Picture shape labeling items

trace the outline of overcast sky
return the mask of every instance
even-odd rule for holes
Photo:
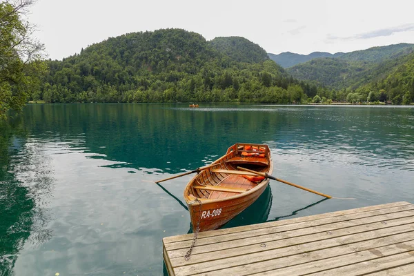
[[[108,37],[168,28],[307,55],[414,43],[413,10],[413,0],[38,0],[29,21],[52,59]]]

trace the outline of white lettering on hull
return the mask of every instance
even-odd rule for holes
[[[213,210],[213,211],[210,211],[210,210],[208,210],[208,211],[203,211],[203,213],[201,213],[201,219],[207,219],[210,217],[213,217],[218,216],[218,215],[220,215],[221,213],[221,208],[215,209],[215,210]]]

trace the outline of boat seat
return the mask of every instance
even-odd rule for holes
[[[228,192],[228,193],[242,193],[248,191],[248,190],[240,188],[231,188],[231,187],[219,187],[217,186],[206,185],[206,186],[193,186],[195,189],[202,189],[208,190],[217,190],[219,192]]]
[[[236,156],[226,161],[226,163],[251,164],[255,165],[269,166],[269,162],[266,158],[255,157],[253,156],[248,157]]]
[[[226,173],[228,175],[252,175],[252,176],[259,175],[257,173],[246,172],[244,170],[223,170],[223,169],[219,169],[219,168],[211,170],[210,172],[215,172],[215,173]]]

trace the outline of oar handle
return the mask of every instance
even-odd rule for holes
[[[214,167],[214,166],[219,165],[219,164],[220,164],[219,163],[216,163],[216,164],[210,164],[210,165],[204,166],[204,167],[199,167],[199,168],[197,168],[195,170],[191,170],[190,172],[181,173],[181,175],[175,175],[175,176],[171,177],[166,178],[165,179],[159,180],[159,181],[156,181],[155,183],[163,182],[163,181],[167,181],[167,180],[173,179],[175,178],[177,178],[177,177],[184,177],[184,175],[191,175],[192,173],[194,173],[194,172],[199,173],[199,172],[201,172],[203,170],[206,170],[206,168]]]
[[[282,183],[284,183],[285,184],[293,186],[293,187],[299,188],[299,189],[307,190],[308,192],[313,193],[314,194],[319,195],[321,195],[322,197],[325,197],[326,198],[332,198],[332,197],[331,195],[325,195],[325,194],[323,194],[322,193],[317,192],[316,190],[310,190],[310,189],[308,189],[308,188],[305,188],[305,187],[302,187],[302,186],[299,186],[299,185],[297,185],[297,184],[295,184],[294,183],[288,182],[288,181],[287,181],[286,180],[283,180],[283,179],[280,179],[279,178],[276,178],[276,177],[273,177],[271,175],[269,175],[268,178],[270,178],[271,179],[273,179],[273,180],[278,181],[282,182]]]
[[[288,182],[287,181],[285,181],[285,180],[283,180],[283,179],[280,179],[279,178],[276,178],[276,177],[273,177],[272,175],[269,175],[266,172],[257,172],[255,170],[249,170],[248,168],[241,168],[241,167],[237,167],[237,168],[239,170],[246,170],[246,172],[254,172],[254,173],[256,173],[256,174],[257,174],[259,175],[262,175],[262,177],[265,177],[266,178],[270,178],[270,179],[276,180],[276,181],[278,181],[279,182],[284,183],[285,184],[290,185],[290,186],[293,186],[293,187],[299,188],[299,189],[302,189],[302,190],[306,190],[308,192],[313,193],[314,194],[319,195],[321,195],[322,197],[325,197],[326,198],[332,198],[332,197],[331,195],[325,195],[325,194],[323,194],[322,193],[317,192],[316,190],[310,190],[310,189],[308,189],[307,188],[302,187],[302,186],[299,186],[299,185],[295,184],[293,183]]]

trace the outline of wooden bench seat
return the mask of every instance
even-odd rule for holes
[[[215,173],[226,173],[228,175],[253,175],[253,176],[259,175],[257,173],[246,172],[244,170],[223,170],[223,169],[219,169],[219,168],[211,170],[210,172],[215,172]]]
[[[206,185],[206,186],[193,186],[195,189],[203,189],[208,190],[217,190],[219,192],[229,192],[229,193],[241,193],[246,192],[248,190],[240,188],[231,188],[231,187],[220,187],[217,186]]]
[[[255,157],[253,156],[244,157],[241,156],[234,157],[227,161],[226,163],[233,164],[251,164],[255,165],[269,166],[267,158]]]

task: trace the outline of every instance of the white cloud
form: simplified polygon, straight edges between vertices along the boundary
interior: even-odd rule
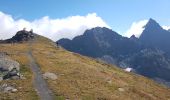
[[[164,26],[162,26],[162,28],[165,29],[165,30],[169,30],[169,29],[170,29],[170,26],[165,26],[165,25],[164,25]]]
[[[139,37],[144,30],[144,26],[147,24],[148,20],[141,20],[138,22],[133,22],[131,27],[124,33],[124,36],[130,37],[135,35]]]
[[[0,12],[0,39],[10,38],[24,27],[27,30],[33,29],[37,34],[54,41],[61,38],[72,39],[83,34],[86,29],[97,26],[110,28],[96,13],[90,13],[86,16],[69,16],[62,19],[50,19],[45,16],[30,22],[24,19],[15,20],[11,15]]]

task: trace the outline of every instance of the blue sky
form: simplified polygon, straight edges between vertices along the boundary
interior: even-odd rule
[[[170,0],[1,0],[0,11],[33,21],[96,13],[113,30],[127,31],[135,21],[153,18],[170,26]]]

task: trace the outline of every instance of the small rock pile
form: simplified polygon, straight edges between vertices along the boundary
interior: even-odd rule
[[[0,52],[0,81],[20,79],[20,64]]]
[[[29,41],[35,37],[33,30],[26,31],[25,29],[18,31],[15,36],[11,39],[6,40],[8,43],[16,43],[16,42],[23,42]]]
[[[43,74],[44,79],[51,79],[51,80],[56,80],[58,77],[54,73],[46,72]]]
[[[18,91],[18,89],[16,89],[14,86],[10,86],[6,83],[0,85],[0,92],[7,93],[7,92],[17,92],[17,91]]]

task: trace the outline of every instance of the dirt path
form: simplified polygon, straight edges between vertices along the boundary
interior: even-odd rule
[[[53,100],[53,94],[50,91],[50,89],[48,88],[46,81],[42,77],[41,70],[32,55],[31,47],[30,47],[30,51],[27,54],[28,54],[28,57],[30,60],[30,68],[34,74],[33,84],[34,84],[34,87],[35,87],[40,99],[41,100]]]

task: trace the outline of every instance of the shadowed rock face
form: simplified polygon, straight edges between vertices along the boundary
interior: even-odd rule
[[[15,42],[24,42],[29,41],[35,37],[35,34],[32,31],[21,30],[16,33],[11,39],[5,40],[8,43],[15,43]]]
[[[139,38],[134,35],[126,38],[110,29],[97,27],[73,40],[61,39],[58,43],[69,51],[122,68],[133,68],[134,72],[159,79],[159,82],[170,82],[170,32],[153,19],[148,21]]]
[[[159,48],[170,54],[170,32],[164,30],[153,19],[146,24],[139,40],[147,46]]]

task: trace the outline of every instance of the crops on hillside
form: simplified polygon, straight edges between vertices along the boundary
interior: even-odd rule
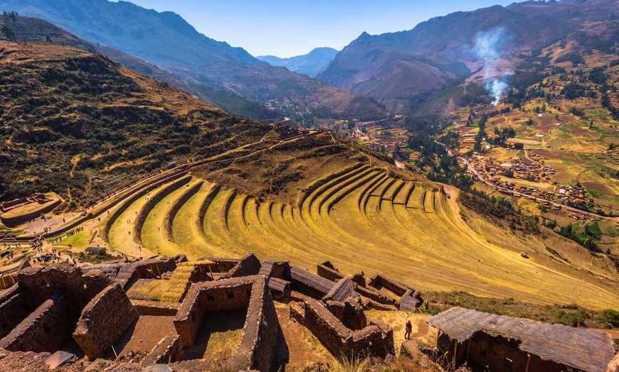
[[[523,259],[521,247],[501,248],[480,239],[459,219],[453,199],[448,200],[434,184],[393,178],[368,165],[334,173],[314,181],[292,204],[196,177],[171,192],[151,190],[121,205],[109,243],[131,254],[134,239],[152,253],[192,259],[252,251],[261,260],[285,258],[305,268],[328,259],[346,273],[381,271],[425,290],[545,303],[578,297],[591,307],[619,302],[617,295],[574,275],[567,264],[546,268]],[[145,197],[157,202],[152,206]],[[129,216],[142,212],[145,222],[134,229]],[[125,236],[127,230],[139,236]],[[537,245],[534,241],[529,248]],[[550,256],[541,249],[539,254]]]

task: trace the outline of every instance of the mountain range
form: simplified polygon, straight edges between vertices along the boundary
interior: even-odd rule
[[[372,99],[271,66],[242,48],[207,38],[171,12],[107,0],[3,0],[0,9],[46,20],[90,42],[156,65],[188,84],[262,102],[297,121],[306,116],[384,115]]]
[[[332,48],[323,47],[317,48],[306,55],[290,58],[280,58],[275,55],[259,55],[256,58],[273,66],[281,66],[295,72],[314,76],[333,60],[337,52]]]
[[[456,12],[408,31],[364,33],[317,77],[375,98],[393,112],[409,114],[419,101],[454,81],[482,75],[485,66],[512,71],[521,53],[586,33],[585,28],[592,23],[616,23],[618,19],[619,4],[614,0],[529,1]],[[475,48],[480,33],[495,38],[493,60]],[[617,40],[612,32],[599,37]]]
[[[317,48],[280,59],[254,58],[199,33],[174,13],[126,1],[0,0],[3,9],[46,19],[92,43],[134,55],[186,85],[197,85],[196,91],[243,97],[308,126],[325,119],[378,119],[385,109],[411,114],[467,79],[484,84],[490,75],[508,75],[522,53],[570,35],[593,35],[593,41],[603,43],[616,40],[618,7],[613,0],[495,6],[432,18],[407,31],[364,33],[334,57],[334,50]],[[610,32],[588,31],[596,25]],[[476,46],[482,36],[492,39],[492,55]],[[228,99],[221,101],[220,106],[229,109]]]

### TASK GOAL
Starting at the line that holds "task: trace the outline of every instance of the crops", repeat every line through the end of the listing exactly as written, skipping any picture.

### SOLUTION BELOW
task: trace the outline of every instance of the crops on hillside
form: simplified polygon, straight edges between vertices along the boundary
interior: even-odd rule
[[[523,259],[521,247],[501,248],[480,239],[459,219],[453,199],[448,200],[434,184],[393,178],[368,165],[334,173],[314,181],[292,204],[196,177],[171,192],[151,190],[121,205],[109,243],[131,254],[134,239],[152,253],[192,259],[252,251],[261,260],[285,258],[305,268],[328,259],[346,273],[381,271],[425,290],[545,303],[578,297],[591,307],[619,302],[617,295],[574,275],[567,264],[546,268]],[[145,197],[157,202],[152,206]],[[129,216],[142,212],[145,222],[134,229]],[[125,236],[127,230],[139,236]],[[537,245],[534,241],[529,248]],[[550,256],[541,249],[539,254]]]

task: trace the outline of every instance of the mountain range
form: simplified polygon, straight edges between vertices along the boundary
interior: even-odd rule
[[[372,99],[271,66],[242,48],[207,38],[171,12],[107,0],[3,0],[0,9],[46,20],[90,42],[156,65],[188,84],[262,102],[297,121],[306,116],[384,115]]]
[[[332,48],[323,47],[317,48],[306,55],[290,58],[280,58],[275,55],[259,55],[256,58],[273,66],[281,66],[295,72],[314,76],[333,60],[337,52]]]
[[[456,12],[408,31],[364,33],[317,77],[375,98],[393,112],[409,114],[419,101],[454,81],[482,75],[485,66],[512,71],[521,53],[586,33],[585,28],[592,23],[616,23],[618,19],[619,4],[614,0],[529,1]],[[475,48],[480,33],[495,38],[493,60]],[[617,40],[612,32],[599,37]]]
[[[317,48],[280,59],[254,58],[199,33],[174,13],[126,1],[0,0],[3,9],[46,19],[92,43],[134,55],[186,85],[197,85],[196,91],[243,97],[308,126],[325,119],[378,119],[385,109],[411,114],[467,79],[484,84],[490,75],[508,75],[522,53],[570,35],[593,35],[593,41],[603,43],[616,40],[618,7],[613,0],[495,6],[432,18],[407,31],[364,33],[334,57],[334,50]],[[610,32],[588,31],[596,25]],[[476,46],[482,36],[492,39],[492,55]],[[228,99],[221,101],[220,106],[229,109]]]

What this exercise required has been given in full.